## Quoted text:
═══
Teaching American History in South Carolina has been an incredible journey for me.   I did not realize just how little I knew about history until I started listening to the professor and some of the other students in the class.   At the beginning of the class, I was intimidated, but by the end of the class, I was eager to hear the lectures and discussions of each day’s topic.   The content instruction, cultural institutions and the methods instruction of the class took my insecurities and turned them into enthusiasm for teaching history.

The content instruction taught by Dr. Paul Anderson of Clemson University was captivating.  The text book used was  The Unfinished Nation Volume II: From 1865.   Each day, topics from the book were introduced.   To engage and encourage discussion, Dr. Anderson would begin the lesson by presenting concepts.   As he discussed each concept, students became actively engaged in the teaching and the learning.   I learned that every piece of history is bound together.   Each concept is related to the next.   I have never thought of history like this before.   I learned of new resources that have always been easy to access, but I was unaware of them.   Items in my teacher’s edition give only a brief and somewhat vague description of some of the topics taught in this class.  Dr. Anderson’s clear and entertaining way of describing the big picture was a very effective way of presenting the material.   When I begin my school year, I will use a totally different approach when teaching South Carolina History.
═══
## Data excerpt:
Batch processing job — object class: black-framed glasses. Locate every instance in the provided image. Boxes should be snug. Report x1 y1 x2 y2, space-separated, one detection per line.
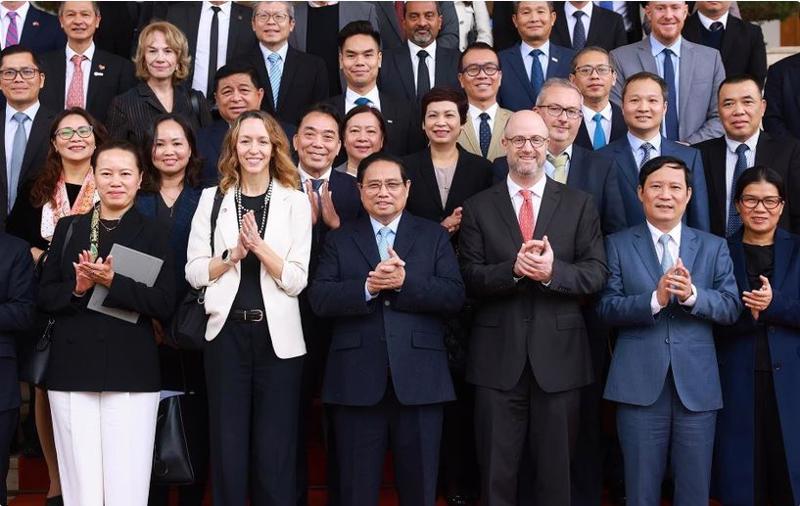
═══
## Requests:
1 > From the course reflection, quote the passage from "Teaching American History" to "for teaching history.".
2 > Condense the paragraph of the course reflection beginning "The content instruction taught by Dr. Paul Anderson" into a bulleted list that keeps its main facts.

## Task-by-task answers:
1 >
Teaching American History in South Carolina has been an incredible journey for me.   I did not realize just how little I knew about history until I started listening to the professor and some of the other students in the class.   At the beginning of the class, I was intimidated, but by the end of the class, I was eager to hear the lectures and discussions of each day’s topic.   The content instruction, cultural institutions and the methods instruction of the class took my insecurities and turned them into enthusiasm for teaching history.

2 >
- Dr. Paul Anderson of Clemson University taught the content instruction, which was captivating.
- The textbook was The Unfinished Nation Volume II: From 1865, and topics from it were introduced each day.
- Dr. Anderson opened lessons by presenting concepts, which got students actively engaged in teaching and learning.
- The writer learned that every piece of history is bound together and each concept relates to the next, a view the writer had never held before.
- The writer discovered easily accessible resources that had been unknown to them.
- The teacher's edition gives only brief, somewhat vague descriptions of some topics, while Dr. Anderson's clear, entertaining presentation of the big picture was very effective.
- The writer will take a totally different approach to teaching South Carolina History in the coming school year.